Given exercise ▸
Omitting all pictures, copy word for word the lines from the line containing "Exercise. Tag every instance of the apartment" through the final line of the entries.

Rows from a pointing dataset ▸
** begin **
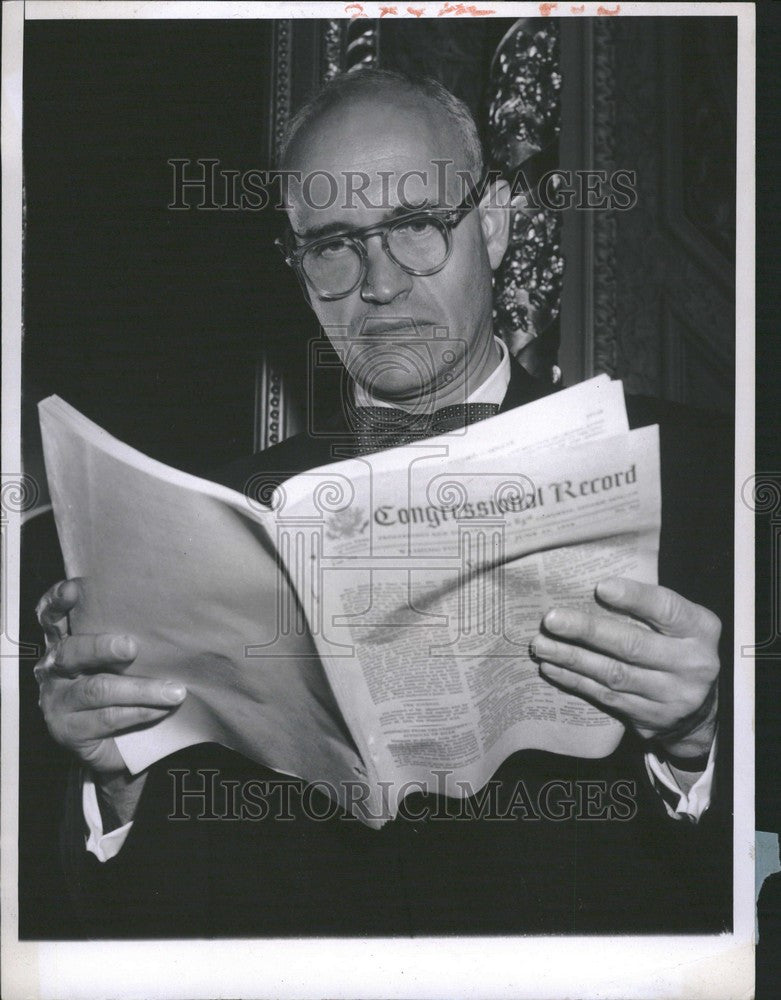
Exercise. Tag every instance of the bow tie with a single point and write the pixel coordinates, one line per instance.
(379, 427)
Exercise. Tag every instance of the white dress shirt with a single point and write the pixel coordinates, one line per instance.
(680, 805)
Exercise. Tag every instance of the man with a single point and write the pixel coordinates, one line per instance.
(387, 266)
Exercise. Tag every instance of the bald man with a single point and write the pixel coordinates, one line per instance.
(395, 244)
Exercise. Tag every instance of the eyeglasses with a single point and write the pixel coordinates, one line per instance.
(419, 242)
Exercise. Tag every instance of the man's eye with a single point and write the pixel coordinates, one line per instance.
(416, 228)
(334, 248)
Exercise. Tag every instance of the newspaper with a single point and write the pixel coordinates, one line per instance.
(392, 654)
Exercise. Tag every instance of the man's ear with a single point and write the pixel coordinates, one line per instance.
(494, 209)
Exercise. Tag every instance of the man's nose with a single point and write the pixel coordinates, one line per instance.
(384, 280)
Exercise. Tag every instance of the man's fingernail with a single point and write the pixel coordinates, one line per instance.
(123, 647)
(610, 590)
(174, 692)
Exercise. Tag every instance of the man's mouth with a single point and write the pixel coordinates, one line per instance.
(390, 327)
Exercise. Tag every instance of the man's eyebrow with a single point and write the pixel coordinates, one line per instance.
(341, 228)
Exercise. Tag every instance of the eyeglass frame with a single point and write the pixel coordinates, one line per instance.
(450, 217)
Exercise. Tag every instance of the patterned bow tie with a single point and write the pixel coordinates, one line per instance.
(380, 427)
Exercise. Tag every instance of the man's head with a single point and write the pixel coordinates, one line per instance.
(371, 147)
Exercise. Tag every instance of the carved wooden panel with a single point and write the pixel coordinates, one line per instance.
(659, 304)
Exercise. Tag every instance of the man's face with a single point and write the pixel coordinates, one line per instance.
(412, 340)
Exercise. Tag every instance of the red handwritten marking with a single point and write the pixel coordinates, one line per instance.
(458, 10)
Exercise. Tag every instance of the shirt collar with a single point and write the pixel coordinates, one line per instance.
(492, 390)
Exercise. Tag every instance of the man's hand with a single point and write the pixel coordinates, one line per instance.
(85, 702)
(661, 680)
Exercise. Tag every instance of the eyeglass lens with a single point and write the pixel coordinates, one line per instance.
(418, 245)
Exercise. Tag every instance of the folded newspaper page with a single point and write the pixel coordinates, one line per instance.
(393, 655)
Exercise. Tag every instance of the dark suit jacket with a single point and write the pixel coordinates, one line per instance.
(223, 876)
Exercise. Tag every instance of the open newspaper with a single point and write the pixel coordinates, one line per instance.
(369, 630)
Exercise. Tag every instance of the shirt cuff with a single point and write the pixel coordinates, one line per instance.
(687, 806)
(104, 846)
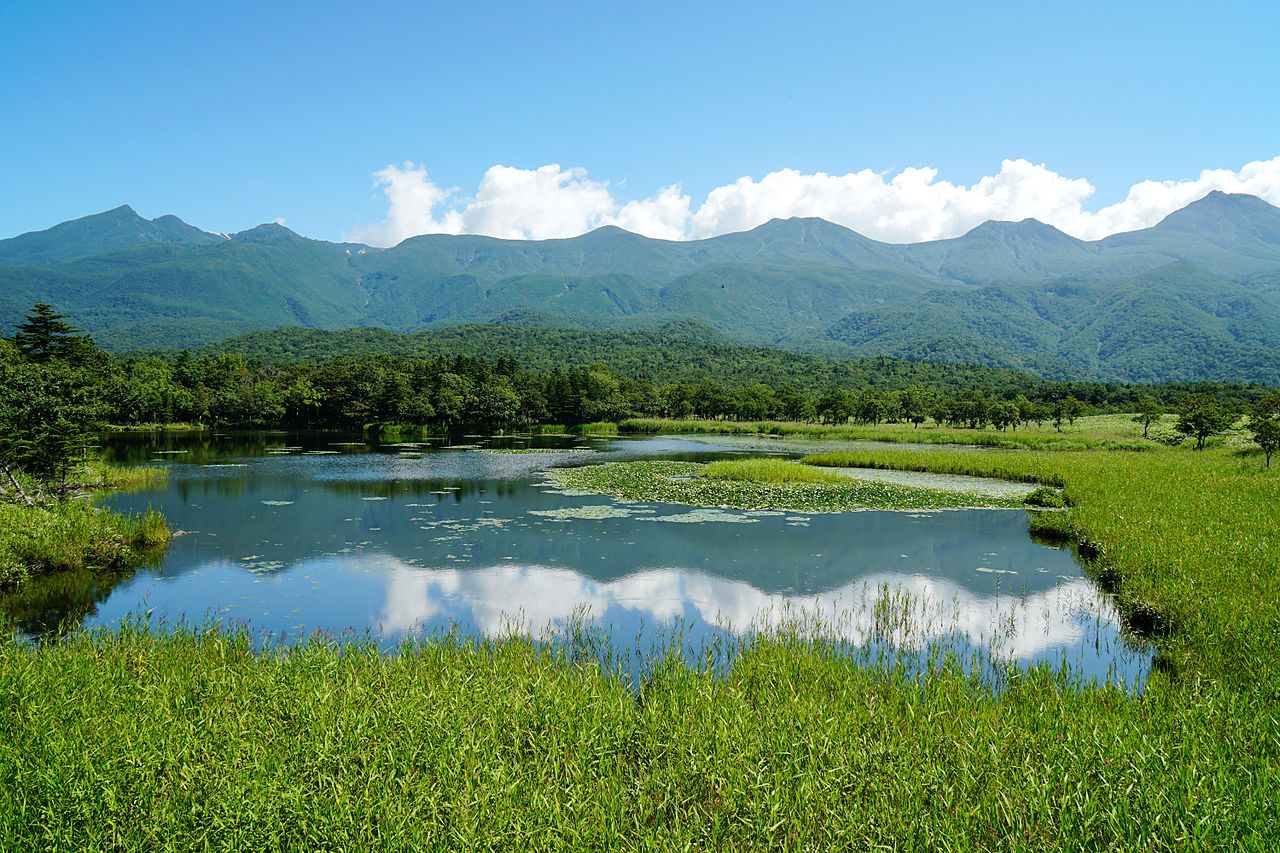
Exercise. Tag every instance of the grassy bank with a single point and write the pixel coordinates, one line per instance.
(1189, 541)
(186, 740)
(48, 536)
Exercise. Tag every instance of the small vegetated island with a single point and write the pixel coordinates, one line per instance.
(763, 484)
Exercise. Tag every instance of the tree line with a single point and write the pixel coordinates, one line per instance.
(56, 386)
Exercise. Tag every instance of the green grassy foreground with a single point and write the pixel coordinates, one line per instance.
(186, 739)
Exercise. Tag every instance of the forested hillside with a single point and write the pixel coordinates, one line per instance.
(1191, 299)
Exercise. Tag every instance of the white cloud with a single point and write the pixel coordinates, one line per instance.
(908, 206)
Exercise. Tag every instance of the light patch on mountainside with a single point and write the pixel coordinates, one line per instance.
(908, 206)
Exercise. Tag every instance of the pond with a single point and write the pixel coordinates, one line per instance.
(292, 533)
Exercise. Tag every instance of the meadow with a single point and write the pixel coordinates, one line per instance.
(187, 738)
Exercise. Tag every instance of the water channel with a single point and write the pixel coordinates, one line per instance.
(292, 533)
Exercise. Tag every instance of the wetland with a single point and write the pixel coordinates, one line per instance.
(296, 534)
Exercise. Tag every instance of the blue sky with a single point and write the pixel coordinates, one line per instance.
(231, 114)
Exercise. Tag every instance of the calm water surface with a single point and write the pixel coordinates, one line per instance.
(297, 533)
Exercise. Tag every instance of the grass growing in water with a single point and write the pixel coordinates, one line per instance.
(768, 470)
(1084, 434)
(51, 536)
(689, 483)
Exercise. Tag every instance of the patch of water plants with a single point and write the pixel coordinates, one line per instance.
(758, 484)
(535, 450)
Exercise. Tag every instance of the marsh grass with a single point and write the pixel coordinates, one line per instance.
(1082, 436)
(598, 428)
(51, 536)
(764, 487)
(188, 738)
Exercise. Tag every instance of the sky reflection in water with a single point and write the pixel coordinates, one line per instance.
(397, 544)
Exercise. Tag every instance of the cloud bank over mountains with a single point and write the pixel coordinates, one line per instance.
(912, 205)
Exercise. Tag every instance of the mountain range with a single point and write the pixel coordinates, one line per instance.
(1197, 296)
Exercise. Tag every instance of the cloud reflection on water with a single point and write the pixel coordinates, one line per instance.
(906, 609)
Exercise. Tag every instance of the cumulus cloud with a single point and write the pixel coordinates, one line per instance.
(908, 206)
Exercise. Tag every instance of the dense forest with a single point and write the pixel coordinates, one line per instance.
(53, 378)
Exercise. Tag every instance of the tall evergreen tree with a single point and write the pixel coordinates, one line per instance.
(44, 336)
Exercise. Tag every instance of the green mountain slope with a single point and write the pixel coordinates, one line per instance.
(104, 232)
(676, 351)
(1194, 296)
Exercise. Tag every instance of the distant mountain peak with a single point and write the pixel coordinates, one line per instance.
(269, 232)
(1223, 213)
(1022, 228)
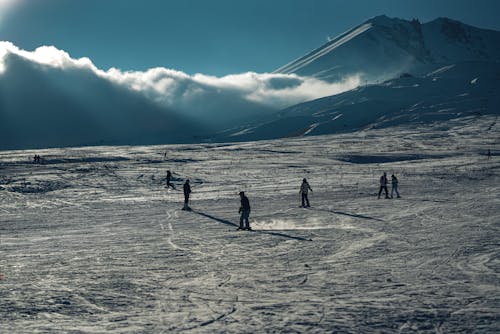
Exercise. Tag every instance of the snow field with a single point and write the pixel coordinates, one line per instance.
(93, 242)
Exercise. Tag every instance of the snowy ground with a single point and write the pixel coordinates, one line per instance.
(91, 241)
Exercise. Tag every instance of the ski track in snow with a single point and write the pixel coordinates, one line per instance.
(91, 245)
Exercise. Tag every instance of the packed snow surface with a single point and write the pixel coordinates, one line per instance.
(91, 240)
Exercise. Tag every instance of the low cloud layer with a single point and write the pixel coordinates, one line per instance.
(199, 95)
(48, 99)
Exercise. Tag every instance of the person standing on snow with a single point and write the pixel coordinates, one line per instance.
(383, 186)
(169, 177)
(245, 212)
(304, 190)
(187, 191)
(394, 183)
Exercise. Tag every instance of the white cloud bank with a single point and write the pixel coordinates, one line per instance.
(197, 95)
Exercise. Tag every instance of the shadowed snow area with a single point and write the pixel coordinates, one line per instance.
(92, 241)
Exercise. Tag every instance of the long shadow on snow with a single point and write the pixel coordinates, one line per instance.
(227, 222)
(350, 214)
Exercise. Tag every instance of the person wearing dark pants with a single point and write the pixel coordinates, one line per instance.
(304, 190)
(245, 212)
(169, 178)
(383, 186)
(187, 191)
(394, 182)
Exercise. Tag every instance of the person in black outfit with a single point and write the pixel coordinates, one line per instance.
(383, 186)
(304, 190)
(245, 212)
(169, 177)
(187, 191)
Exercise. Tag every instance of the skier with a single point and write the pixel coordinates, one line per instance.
(304, 189)
(187, 191)
(169, 177)
(394, 183)
(245, 212)
(383, 186)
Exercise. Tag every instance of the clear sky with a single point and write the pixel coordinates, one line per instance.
(215, 37)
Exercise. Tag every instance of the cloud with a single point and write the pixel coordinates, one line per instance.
(199, 95)
(75, 103)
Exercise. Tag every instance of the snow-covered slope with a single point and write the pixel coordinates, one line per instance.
(383, 48)
(92, 242)
(461, 90)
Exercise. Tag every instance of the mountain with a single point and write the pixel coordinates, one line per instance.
(465, 89)
(383, 48)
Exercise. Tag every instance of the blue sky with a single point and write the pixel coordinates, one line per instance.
(215, 37)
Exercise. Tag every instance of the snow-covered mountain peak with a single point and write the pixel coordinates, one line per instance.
(382, 48)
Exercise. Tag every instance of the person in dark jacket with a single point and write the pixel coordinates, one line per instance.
(304, 190)
(187, 191)
(383, 186)
(169, 177)
(394, 182)
(245, 212)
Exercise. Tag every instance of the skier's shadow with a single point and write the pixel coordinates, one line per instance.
(350, 214)
(227, 222)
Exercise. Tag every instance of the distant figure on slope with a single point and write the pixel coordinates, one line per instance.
(169, 177)
(245, 212)
(383, 186)
(304, 190)
(187, 191)
(394, 183)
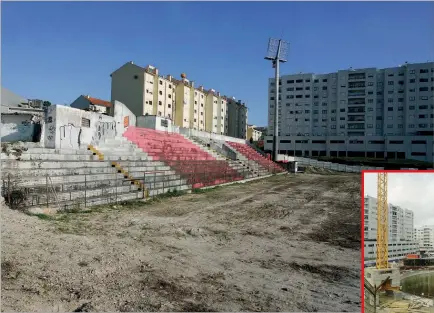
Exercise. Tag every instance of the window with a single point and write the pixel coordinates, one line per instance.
(85, 122)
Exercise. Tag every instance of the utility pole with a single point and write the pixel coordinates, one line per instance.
(277, 51)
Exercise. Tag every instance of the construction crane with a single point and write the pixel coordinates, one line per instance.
(382, 261)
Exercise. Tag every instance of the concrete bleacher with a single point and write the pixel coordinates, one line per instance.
(199, 167)
(248, 168)
(66, 178)
(251, 154)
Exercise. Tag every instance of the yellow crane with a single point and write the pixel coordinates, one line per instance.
(382, 261)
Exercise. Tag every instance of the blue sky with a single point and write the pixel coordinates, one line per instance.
(59, 50)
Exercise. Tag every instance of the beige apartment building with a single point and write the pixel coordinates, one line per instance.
(237, 118)
(145, 92)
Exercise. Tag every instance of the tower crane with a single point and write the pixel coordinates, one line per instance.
(382, 261)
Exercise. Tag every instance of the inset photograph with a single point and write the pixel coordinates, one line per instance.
(398, 241)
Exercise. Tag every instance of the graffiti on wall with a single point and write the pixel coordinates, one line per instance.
(70, 136)
(103, 130)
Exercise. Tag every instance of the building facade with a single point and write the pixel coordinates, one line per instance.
(253, 132)
(89, 103)
(362, 113)
(237, 118)
(401, 230)
(424, 236)
(145, 92)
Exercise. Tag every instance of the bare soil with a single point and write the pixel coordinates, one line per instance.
(287, 243)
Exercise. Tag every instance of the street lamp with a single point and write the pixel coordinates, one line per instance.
(277, 52)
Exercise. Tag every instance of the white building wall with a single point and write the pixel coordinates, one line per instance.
(70, 128)
(392, 104)
(425, 236)
(401, 230)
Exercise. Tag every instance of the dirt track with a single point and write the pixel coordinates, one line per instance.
(289, 243)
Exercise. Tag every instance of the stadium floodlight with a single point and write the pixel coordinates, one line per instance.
(277, 53)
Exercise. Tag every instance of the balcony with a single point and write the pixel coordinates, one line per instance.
(356, 101)
(356, 93)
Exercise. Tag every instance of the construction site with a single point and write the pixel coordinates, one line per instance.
(149, 220)
(395, 287)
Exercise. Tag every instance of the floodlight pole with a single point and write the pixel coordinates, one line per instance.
(276, 64)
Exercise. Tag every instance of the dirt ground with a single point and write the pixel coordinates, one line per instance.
(286, 243)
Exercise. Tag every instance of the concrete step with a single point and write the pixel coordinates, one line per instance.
(57, 157)
(55, 164)
(143, 163)
(151, 177)
(83, 151)
(72, 179)
(165, 184)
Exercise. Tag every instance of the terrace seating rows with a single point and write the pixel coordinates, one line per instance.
(197, 166)
(253, 155)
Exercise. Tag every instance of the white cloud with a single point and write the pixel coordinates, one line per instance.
(408, 190)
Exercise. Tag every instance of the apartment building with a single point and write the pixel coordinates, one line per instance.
(401, 230)
(424, 236)
(197, 120)
(145, 92)
(366, 112)
(237, 118)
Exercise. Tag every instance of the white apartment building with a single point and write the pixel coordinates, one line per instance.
(145, 92)
(401, 228)
(366, 112)
(237, 118)
(424, 236)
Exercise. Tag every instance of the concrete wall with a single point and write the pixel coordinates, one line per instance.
(18, 127)
(156, 122)
(70, 128)
(123, 117)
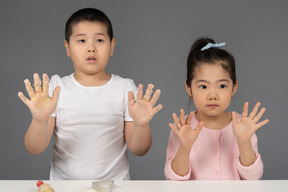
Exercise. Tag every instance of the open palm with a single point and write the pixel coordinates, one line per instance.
(182, 128)
(142, 110)
(40, 104)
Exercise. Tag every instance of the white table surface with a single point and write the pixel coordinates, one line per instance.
(152, 186)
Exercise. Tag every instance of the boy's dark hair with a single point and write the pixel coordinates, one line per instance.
(87, 14)
(211, 56)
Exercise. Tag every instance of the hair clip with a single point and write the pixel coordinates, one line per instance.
(212, 45)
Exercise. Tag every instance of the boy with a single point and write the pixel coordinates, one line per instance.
(94, 116)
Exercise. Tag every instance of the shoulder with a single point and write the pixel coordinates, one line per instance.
(123, 82)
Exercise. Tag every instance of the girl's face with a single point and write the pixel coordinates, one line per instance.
(211, 89)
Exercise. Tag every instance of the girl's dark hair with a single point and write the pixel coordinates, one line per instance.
(87, 14)
(197, 57)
** end **
Solution for this exercise ▸
Exercise. Tag every instance of the apartment building with a single point and write the pixel coordinates, one line per instance.
(401, 230)
(424, 236)
(197, 120)
(145, 92)
(366, 112)
(237, 118)
Exercise. Tag every instance of the white apartment building with a single point and write the pixel coordinates, one line per instance.
(145, 92)
(401, 228)
(366, 112)
(237, 118)
(424, 236)
Exercise. Tag every instance of the concrete wall with a single point and write the pixel coordinates, one line per instance.
(18, 127)
(156, 122)
(70, 128)
(123, 117)
Exercise. Tag every instance of the open palm with a single point and write the pixel coordinates, one line per instance.
(182, 128)
(142, 110)
(40, 104)
Exercise. Tag every instance of the white table surface with a single point and write the pixel coordinates, one line per instance.
(152, 186)
Exercise. Tag every instance of the boy's dark hair with a single point and write the pixel coordinates, one line per instance.
(87, 14)
(211, 56)
Exercise. Tag every instance of the hair clip with a single point and write the pixel coordinates, one line per instance.
(212, 45)
Exercise. Tag every instance of the boy with a single point and write the pixel coordinates, one line per instance.
(94, 116)
Exercise. Tag every instance of the shoulder with a single point and write the pixel coordinates, one line per instance.
(123, 82)
Exercise. Tag every instance of the girl's face with a single point and write the pixel coordinates, one line per instance.
(211, 89)
Exercise. Tag every instance of the girl's dark hair with a single point and write the pixel coordinates, one line per instance.
(87, 14)
(197, 57)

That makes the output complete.